Exercise objective
All entries should be output exactly as they stand.

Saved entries
——

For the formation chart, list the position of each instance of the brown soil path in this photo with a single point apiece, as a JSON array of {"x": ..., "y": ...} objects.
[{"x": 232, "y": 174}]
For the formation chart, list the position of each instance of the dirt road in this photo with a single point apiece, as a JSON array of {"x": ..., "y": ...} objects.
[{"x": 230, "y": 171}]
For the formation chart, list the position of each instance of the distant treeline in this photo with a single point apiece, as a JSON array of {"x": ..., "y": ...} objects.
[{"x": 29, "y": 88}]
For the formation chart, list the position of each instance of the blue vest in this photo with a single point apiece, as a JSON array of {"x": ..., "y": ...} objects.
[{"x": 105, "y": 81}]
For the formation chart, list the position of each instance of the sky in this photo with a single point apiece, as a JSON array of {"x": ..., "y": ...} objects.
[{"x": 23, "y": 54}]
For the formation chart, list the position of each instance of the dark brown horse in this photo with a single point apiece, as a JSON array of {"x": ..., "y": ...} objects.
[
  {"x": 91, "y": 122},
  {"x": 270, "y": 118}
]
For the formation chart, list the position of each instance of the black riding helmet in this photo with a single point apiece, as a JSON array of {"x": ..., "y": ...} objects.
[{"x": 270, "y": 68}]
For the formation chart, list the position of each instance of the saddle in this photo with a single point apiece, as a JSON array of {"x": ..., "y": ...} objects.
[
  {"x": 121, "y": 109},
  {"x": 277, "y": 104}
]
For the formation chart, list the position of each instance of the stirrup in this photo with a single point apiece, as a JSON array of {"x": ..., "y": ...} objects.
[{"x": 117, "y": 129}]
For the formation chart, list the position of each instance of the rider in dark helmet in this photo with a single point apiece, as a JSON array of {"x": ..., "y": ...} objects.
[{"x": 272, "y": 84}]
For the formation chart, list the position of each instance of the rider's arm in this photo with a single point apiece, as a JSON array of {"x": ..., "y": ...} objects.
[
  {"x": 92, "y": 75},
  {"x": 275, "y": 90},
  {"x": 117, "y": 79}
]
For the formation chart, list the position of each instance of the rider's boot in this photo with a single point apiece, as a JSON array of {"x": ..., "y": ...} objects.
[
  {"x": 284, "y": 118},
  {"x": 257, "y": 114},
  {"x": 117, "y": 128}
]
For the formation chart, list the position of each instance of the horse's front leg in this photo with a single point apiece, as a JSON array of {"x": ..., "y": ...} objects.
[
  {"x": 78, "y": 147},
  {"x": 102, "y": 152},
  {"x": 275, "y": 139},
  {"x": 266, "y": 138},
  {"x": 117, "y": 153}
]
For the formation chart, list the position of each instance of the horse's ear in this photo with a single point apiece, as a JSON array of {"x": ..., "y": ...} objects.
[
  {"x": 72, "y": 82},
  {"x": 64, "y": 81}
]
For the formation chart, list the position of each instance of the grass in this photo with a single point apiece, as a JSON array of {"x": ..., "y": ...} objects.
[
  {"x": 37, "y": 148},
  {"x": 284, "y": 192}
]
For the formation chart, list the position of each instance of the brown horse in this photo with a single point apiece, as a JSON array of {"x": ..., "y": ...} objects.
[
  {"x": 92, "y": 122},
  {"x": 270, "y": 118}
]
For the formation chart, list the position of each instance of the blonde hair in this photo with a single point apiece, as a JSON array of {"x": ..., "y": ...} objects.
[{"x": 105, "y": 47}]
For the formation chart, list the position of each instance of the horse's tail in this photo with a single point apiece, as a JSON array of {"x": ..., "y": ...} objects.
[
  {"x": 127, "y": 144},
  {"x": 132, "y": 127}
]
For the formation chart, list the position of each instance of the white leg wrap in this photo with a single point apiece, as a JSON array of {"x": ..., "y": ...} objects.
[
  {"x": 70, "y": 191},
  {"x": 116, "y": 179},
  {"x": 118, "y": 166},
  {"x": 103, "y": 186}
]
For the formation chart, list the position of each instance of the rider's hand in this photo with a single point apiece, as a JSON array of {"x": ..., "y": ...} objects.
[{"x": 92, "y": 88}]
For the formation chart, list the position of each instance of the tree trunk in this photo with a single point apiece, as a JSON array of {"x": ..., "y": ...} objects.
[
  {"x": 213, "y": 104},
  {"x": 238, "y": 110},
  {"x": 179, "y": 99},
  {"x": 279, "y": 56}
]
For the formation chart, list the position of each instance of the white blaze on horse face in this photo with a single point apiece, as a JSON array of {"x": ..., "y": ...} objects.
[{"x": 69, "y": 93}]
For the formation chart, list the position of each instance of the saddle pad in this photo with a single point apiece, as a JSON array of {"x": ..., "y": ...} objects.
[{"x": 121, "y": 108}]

——

Result of the exercise
For the formation chart, list the position of each instance of the brown soil path in this photo with a single point apiece, as a JSON array of {"x": ..., "y": ...} objects.
[{"x": 232, "y": 174}]
For the formation chart, list the position of each instance of the dirt road in this photo with a single point apiece, as a JSON array of {"x": ..., "y": ...} objects.
[{"x": 230, "y": 171}]
For the formation chart, list the position of each instance of the distant treeline in this photo with a single point apiece, as a JSON array of {"x": ..., "y": ...} objects.
[{"x": 29, "y": 88}]
For the formation chart, list the position of each instance of the blue vest in this photo with a single point apiece, as a JSON array of {"x": ..., "y": ...} objects.
[{"x": 105, "y": 81}]
For the formation chart, list the position of each instance of the sky in this photo with a single point apiece, as a JSON array of {"x": ..., "y": ...} objects.
[{"x": 23, "y": 54}]
For the formation chart, list the position of each instance of the dark brown horse in this photo with a single point apiece, as a JSON array of {"x": ..., "y": ...} objects.
[
  {"x": 91, "y": 122},
  {"x": 270, "y": 118}
]
For the formation chart, list the position of each instance of the black riding helmet in this photo with a single point apiece, as a JSON array of {"x": ..., "y": ...} objects.
[{"x": 270, "y": 68}]
For the formation chart, list the position of each instance of the saddle in this photo with a single point apiece, as a JSON array of {"x": ..., "y": ...} objects.
[
  {"x": 121, "y": 109},
  {"x": 277, "y": 104}
]
For the formation chart, list the position of each instance of the stirrup in this photo with a single point apiece, as a JSON array of {"x": ..., "y": ...} objects.
[{"x": 117, "y": 129}]
For the formation chart, list the position of each instance of the rider in dark helmet in this photo with a single point apiece, as a JSON array of {"x": ..., "y": ...} objects.
[{"x": 272, "y": 84}]
For the formation chart, list the position of each instance of the rider's arm in this photo with a single point apiece, as a JSON array of {"x": ..., "y": ...} objects.
[
  {"x": 92, "y": 75},
  {"x": 275, "y": 90},
  {"x": 117, "y": 79}
]
For the formation chart, list the position of each instance of the rider's boot in this photo with a single point apiece, as a JSON array of {"x": ..., "y": ...} objects.
[
  {"x": 284, "y": 118},
  {"x": 257, "y": 114},
  {"x": 117, "y": 128}
]
For the formation chart, list the position of each instance of the horse's front leg in this photo with a single point apiece, as a JSON array of {"x": ..., "y": ...} objects.
[
  {"x": 78, "y": 147},
  {"x": 102, "y": 152},
  {"x": 275, "y": 139},
  {"x": 266, "y": 138},
  {"x": 117, "y": 153}
]
For the formation chart, list the position of each instance of the horse's ear in this photo with a single point apiece, as a JSON array of {"x": ..., "y": ...} objects.
[
  {"x": 72, "y": 82},
  {"x": 64, "y": 81}
]
For the formation chart, list the position of each instance of the grass in this photo with a single point apiece, as a JSON array of {"x": ..., "y": ...} objects.
[
  {"x": 37, "y": 148},
  {"x": 284, "y": 192}
]
For the formation chart, list the position of each instance of the brown horse in this photo with a single point apiece, as a JSON array of {"x": ..., "y": ...} objects.
[
  {"x": 92, "y": 122},
  {"x": 270, "y": 118}
]
For the formation chart, list the position of each instance of the blonde hair in this photo with a single point apiece, as a JSON array of {"x": ..., "y": ...} objects.
[{"x": 105, "y": 47}]
For the formation chart, list the position of each instance of the horse's tail in this photo with a single point apiece, as a JSON array of {"x": ..., "y": ...} objects.
[
  {"x": 127, "y": 144},
  {"x": 132, "y": 127}
]
For the formation chart, list the position of each instance of the white leg wrap in this photo with a single point apiece, as a JSON array of {"x": ..., "y": ...} objects.
[
  {"x": 70, "y": 191},
  {"x": 116, "y": 179},
  {"x": 118, "y": 166},
  {"x": 103, "y": 186}
]
For the formation chart, list the position of each instance of the rider's hand in this photo with a single point apiece, as a JSON array of {"x": ..., "y": ...} objects.
[{"x": 92, "y": 88}]
For the formation chart, list the position of each instance of the tree trunk in this photo with a single point apiece, as a JSON array of {"x": ..., "y": ...} objects.
[
  {"x": 213, "y": 104},
  {"x": 238, "y": 110},
  {"x": 179, "y": 99},
  {"x": 279, "y": 56}
]
For the formation chart, list the position of each instance of the white blaze on horse face in this photo with a single point apiece, as a JSON array of {"x": ..., "y": ...} objects.
[{"x": 69, "y": 93}]
For the formation chart, list the position of each instance of the saddle pad in this photo with a single point apiece, as a JSON array of {"x": ..., "y": ...} objects.
[{"x": 121, "y": 108}]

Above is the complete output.